■ **AIM OF THE EXERCISE**: Write the records out again exactly, but without pictures.

■ **EXTRACTED RECORDS**:
★ ★ ★

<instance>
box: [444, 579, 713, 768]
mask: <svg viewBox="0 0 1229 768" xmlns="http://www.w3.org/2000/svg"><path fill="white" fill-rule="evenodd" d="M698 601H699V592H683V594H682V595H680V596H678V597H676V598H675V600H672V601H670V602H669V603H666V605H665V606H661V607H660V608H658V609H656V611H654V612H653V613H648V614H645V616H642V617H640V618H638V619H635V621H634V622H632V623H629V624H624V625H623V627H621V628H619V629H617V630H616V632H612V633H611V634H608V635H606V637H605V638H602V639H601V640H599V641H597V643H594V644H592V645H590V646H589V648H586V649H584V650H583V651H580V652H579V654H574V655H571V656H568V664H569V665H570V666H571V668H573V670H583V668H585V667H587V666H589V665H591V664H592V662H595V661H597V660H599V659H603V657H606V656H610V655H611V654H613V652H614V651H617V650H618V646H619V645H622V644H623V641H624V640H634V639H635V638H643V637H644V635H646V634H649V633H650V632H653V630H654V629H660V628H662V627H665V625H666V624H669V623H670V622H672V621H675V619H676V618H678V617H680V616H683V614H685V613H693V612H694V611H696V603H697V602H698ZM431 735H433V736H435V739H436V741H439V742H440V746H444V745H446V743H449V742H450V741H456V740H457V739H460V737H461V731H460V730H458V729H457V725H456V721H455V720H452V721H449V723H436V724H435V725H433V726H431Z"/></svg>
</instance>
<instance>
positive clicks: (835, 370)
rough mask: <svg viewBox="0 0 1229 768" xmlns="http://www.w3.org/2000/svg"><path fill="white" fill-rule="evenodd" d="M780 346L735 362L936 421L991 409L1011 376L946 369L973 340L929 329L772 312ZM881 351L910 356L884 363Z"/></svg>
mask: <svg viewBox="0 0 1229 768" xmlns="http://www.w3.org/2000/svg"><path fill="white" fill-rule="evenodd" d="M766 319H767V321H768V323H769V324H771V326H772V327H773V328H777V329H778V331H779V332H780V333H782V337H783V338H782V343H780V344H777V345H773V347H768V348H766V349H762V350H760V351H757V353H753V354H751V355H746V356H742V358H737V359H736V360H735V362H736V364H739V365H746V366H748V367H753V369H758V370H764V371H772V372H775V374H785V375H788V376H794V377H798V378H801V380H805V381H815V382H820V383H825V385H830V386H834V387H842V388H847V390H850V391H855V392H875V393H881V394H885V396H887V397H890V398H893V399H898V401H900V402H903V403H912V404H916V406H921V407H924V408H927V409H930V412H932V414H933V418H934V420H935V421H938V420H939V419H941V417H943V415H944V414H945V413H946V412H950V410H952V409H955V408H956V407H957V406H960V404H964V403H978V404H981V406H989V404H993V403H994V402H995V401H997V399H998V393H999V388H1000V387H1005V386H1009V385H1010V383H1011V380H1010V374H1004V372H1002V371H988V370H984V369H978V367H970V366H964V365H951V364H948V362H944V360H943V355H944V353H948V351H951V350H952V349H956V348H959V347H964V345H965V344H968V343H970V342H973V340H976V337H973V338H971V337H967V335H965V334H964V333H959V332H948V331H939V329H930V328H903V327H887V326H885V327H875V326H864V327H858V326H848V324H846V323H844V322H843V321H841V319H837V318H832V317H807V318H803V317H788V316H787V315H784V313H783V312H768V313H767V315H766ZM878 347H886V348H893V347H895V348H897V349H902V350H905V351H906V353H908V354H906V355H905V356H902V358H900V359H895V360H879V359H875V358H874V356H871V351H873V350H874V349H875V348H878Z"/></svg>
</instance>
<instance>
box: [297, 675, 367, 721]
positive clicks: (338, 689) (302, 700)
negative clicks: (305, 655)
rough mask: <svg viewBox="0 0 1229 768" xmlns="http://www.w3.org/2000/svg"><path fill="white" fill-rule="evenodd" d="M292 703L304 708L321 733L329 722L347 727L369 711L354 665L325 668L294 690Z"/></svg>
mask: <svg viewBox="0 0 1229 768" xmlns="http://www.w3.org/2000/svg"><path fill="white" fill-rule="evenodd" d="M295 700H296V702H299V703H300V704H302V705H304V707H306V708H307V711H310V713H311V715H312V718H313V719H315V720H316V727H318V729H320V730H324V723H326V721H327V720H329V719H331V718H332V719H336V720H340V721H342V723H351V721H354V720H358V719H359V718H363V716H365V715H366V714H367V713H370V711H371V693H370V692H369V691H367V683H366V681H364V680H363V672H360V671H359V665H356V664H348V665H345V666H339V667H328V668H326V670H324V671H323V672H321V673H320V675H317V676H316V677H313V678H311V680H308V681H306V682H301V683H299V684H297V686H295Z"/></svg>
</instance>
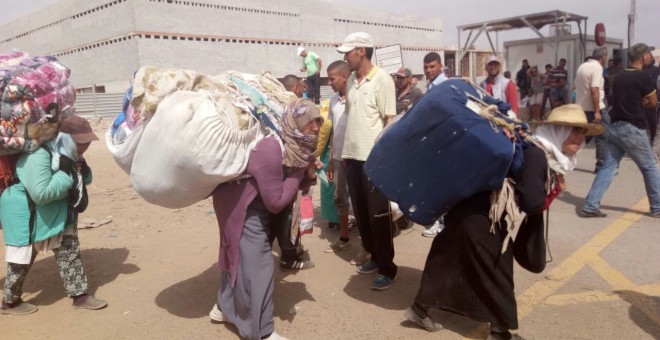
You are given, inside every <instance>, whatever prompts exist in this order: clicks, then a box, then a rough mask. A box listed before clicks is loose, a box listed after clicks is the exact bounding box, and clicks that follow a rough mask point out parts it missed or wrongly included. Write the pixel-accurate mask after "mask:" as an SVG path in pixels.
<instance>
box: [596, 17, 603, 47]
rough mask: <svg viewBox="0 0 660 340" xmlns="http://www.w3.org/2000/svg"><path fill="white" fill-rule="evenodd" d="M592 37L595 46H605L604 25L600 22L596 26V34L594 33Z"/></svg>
mask: <svg viewBox="0 0 660 340" xmlns="http://www.w3.org/2000/svg"><path fill="white" fill-rule="evenodd" d="M594 37H595V40H596V45H598V46H603V45H605V25H604V24H603V23H602V22H601V23H597V24H596V32H595V33H594Z"/></svg>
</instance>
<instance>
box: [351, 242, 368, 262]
mask: <svg viewBox="0 0 660 340" xmlns="http://www.w3.org/2000/svg"><path fill="white" fill-rule="evenodd" d="M369 260H371V254H369V252H368V251H366V250H365V249H364V247H360V250H359V251H358V253H357V254H356V255H355V257H354V258H353V259H352V260H351V264H352V265H354V266H359V265H361V264H363V263H366V262H367V261H369Z"/></svg>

★ ★ ★

■ **EXERCISE OUTPUT**:
<instance>
box: [444, 579, 713, 768]
mask: <svg viewBox="0 0 1229 768" xmlns="http://www.w3.org/2000/svg"><path fill="white" fill-rule="evenodd" d="M698 601H699V592H683V594H682V595H680V596H678V597H676V598H675V600H672V601H670V602H669V603H666V605H665V606H661V607H660V608H658V609H656V611H654V612H653V613H648V614H645V616H642V617H640V618H638V619H635V621H634V622H632V623H629V624H624V625H623V627H621V628H619V629H617V630H616V632H612V633H611V634H608V635H606V637H605V638H602V639H601V640H599V641H597V643H594V644H592V645H590V646H589V648H586V649H584V650H583V651H580V652H579V654H574V655H571V656H568V664H569V665H570V666H571V668H573V670H583V668H585V667H587V666H589V665H591V664H592V662H595V661H597V660H599V659H603V657H606V656H610V655H611V654H613V652H614V651H617V650H618V646H619V645H622V644H623V641H624V640H634V639H635V638H643V637H644V635H646V634H649V633H650V632H653V630H654V629H660V628H662V627H665V625H666V624H669V623H670V622H672V621H675V619H676V618H678V617H680V616H683V614H685V613H693V612H694V611H696V603H697V602H698ZM431 735H433V736H435V739H436V741H439V742H440V746H444V745H446V743H449V742H450V741H456V740H457V739H460V737H461V731H460V730H458V729H457V725H456V721H455V720H452V721H449V723H436V724H435V725H433V726H431Z"/></svg>
</instance>
<instance>
positive clicks: (835, 370)
rough mask: <svg viewBox="0 0 1229 768" xmlns="http://www.w3.org/2000/svg"><path fill="white" fill-rule="evenodd" d="M780 346L735 362L936 421L991 409L1011 376L946 369L973 340L929 329L772 312ZM881 351L910 356L884 363Z"/></svg>
mask: <svg viewBox="0 0 1229 768" xmlns="http://www.w3.org/2000/svg"><path fill="white" fill-rule="evenodd" d="M766 319H767V321H768V323H769V324H771V326H772V327H773V328H777V329H778V331H779V332H780V333H782V337H783V338H782V343H780V344H777V345H773V347H768V348H766V349H762V350H760V351H757V353H753V354H751V355H746V356H742V358H737V359H736V360H735V362H736V364H739V365H746V366H748V367H753V369H758V370H764V371H772V372H775V374H785V375H788V376H794V377H798V378H801V380H805V381H815V382H820V383H825V385H830V386H834V387H842V388H847V390H850V391H855V392H875V393H881V394H885V396H887V397H890V398H893V399H898V401H900V402H903V403H912V404H916V406H921V407H924V408H927V409H930V412H932V414H933V418H934V420H935V421H938V420H939V419H941V417H943V415H944V414H945V413H946V412H950V410H952V409H955V408H956V407H957V406H960V404H964V403H978V404H981V406H989V404H993V403H994V402H995V401H997V399H998V393H999V388H1000V387H1005V386H1009V385H1010V383H1011V380H1010V374H1004V372H1002V371H988V370H984V369H978V367H970V366H964V365H951V364H948V362H944V360H943V355H944V353H948V351H951V350H952V349H956V348H959V347H964V345H965V344H968V343H970V342H973V340H976V337H973V338H971V337H967V335H965V334H964V333H959V332H948V331H939V329H930V328H903V327H887V326H885V327H875V326H864V327H858V326H848V324H846V323H844V322H843V321H841V319H837V318H832V317H807V318H803V317H788V316H787V315H784V313H783V312H768V313H767V315H766ZM878 347H886V348H893V347H895V348H897V349H902V350H905V351H906V353H908V354H906V355H905V356H902V358H900V359H895V360H879V359H875V358H874V356H871V351H873V350H874V349H875V348H878Z"/></svg>
</instance>
<instance>
box: [297, 675, 367, 721]
positive clicks: (338, 689) (302, 700)
negative clicks: (305, 655)
rough mask: <svg viewBox="0 0 1229 768" xmlns="http://www.w3.org/2000/svg"><path fill="white" fill-rule="evenodd" d="M292 703L304 708L321 733L329 722L347 727L369 711L354 665L325 668L294 690Z"/></svg>
mask: <svg viewBox="0 0 1229 768" xmlns="http://www.w3.org/2000/svg"><path fill="white" fill-rule="evenodd" d="M295 700H296V702H299V703H300V704H302V705H304V707H306V708H307V711H310V713H311V715H312V718H313V719H315V720H316V727H318V729H320V730H324V723H326V721H327V720H329V719H331V718H332V719H336V720H340V721H342V723H351V721H354V720H358V719H359V718H363V716H365V715H366V714H367V713H370V711H371V693H370V692H369V691H367V683H366V681H364V680H363V672H360V671H359V665H356V664H348V665H345V666H339V667H328V668H326V670H324V671H323V672H321V673H320V675H317V676H316V677H313V678H311V680H308V681H306V682H301V683H299V684H297V686H295Z"/></svg>
</instance>
You are given, inside every <instance>, whatever prompts exist in this order: clicks, then a box, then a rough mask. A box listed before clicks is loose, a box listed after clicks is the exact bounding box, and clicks that follow a rough mask point out parts it missed or wrongly included. Write the pixel-accurate mask after "mask:" as an SVG path in pixels.
<instance>
box: [596, 17, 603, 47]
rough mask: <svg viewBox="0 0 660 340" xmlns="http://www.w3.org/2000/svg"><path fill="white" fill-rule="evenodd" d="M592 37L595 46H605L604 25L600 22L596 26V34L594 33Z"/></svg>
mask: <svg viewBox="0 0 660 340" xmlns="http://www.w3.org/2000/svg"><path fill="white" fill-rule="evenodd" d="M594 37H595V40H596V45H598V46H603V45H605V25H604V24H603V23H602V22H601V23H597V24H596V32H595V33H594Z"/></svg>
</instance>
<instance>
box: [351, 242, 368, 262]
mask: <svg viewBox="0 0 660 340" xmlns="http://www.w3.org/2000/svg"><path fill="white" fill-rule="evenodd" d="M369 260H371V254H369V252H368V251H366V250H365V249H364V247H360V250H359V251H358V253H357V254H356V255H355V257H354V258H353V259H352V260H351V264H352V265H354V266H359V265H361V264H363V263H366V262H367V261H369Z"/></svg>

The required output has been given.